▸ SUPPLIED DATA
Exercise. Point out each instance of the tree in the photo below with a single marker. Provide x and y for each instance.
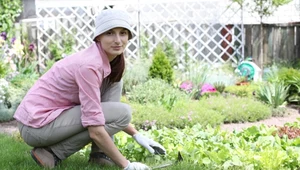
(264, 8)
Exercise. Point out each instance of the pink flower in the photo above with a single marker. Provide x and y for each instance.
(207, 88)
(186, 86)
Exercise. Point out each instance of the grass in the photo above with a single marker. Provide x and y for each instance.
(15, 154)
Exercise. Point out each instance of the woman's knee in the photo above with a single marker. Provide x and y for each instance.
(127, 113)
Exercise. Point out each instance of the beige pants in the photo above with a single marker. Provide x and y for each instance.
(66, 135)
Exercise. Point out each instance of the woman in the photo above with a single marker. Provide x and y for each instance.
(78, 101)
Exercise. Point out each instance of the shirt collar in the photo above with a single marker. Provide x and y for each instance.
(104, 57)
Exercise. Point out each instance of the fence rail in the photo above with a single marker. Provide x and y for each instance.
(202, 25)
(204, 30)
(281, 42)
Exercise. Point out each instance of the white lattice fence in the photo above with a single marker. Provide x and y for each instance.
(211, 29)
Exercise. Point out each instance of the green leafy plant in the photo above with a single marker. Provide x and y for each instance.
(168, 48)
(136, 74)
(274, 94)
(161, 67)
(242, 91)
(3, 69)
(197, 73)
(8, 13)
(294, 84)
(220, 86)
(61, 48)
(290, 77)
(152, 91)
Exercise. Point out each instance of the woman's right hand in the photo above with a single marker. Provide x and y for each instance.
(136, 166)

▸ GOAL
Render the entries from the line containing "Exercise. Point out each instance of the woman's right" through the end of the entries, inclusive, as a two-column CSV with the headers instruction and answer. Give one row per entry, with the entry's text and its answer each in a single quoted field and any line breaks replaced by spaces.

▸ FULL OUTPUT
instruction,answer
"Exercise. Point out each instance of the woman's right hand in the photo above with a single marker. Provide x and y for each instance.","(136, 166)"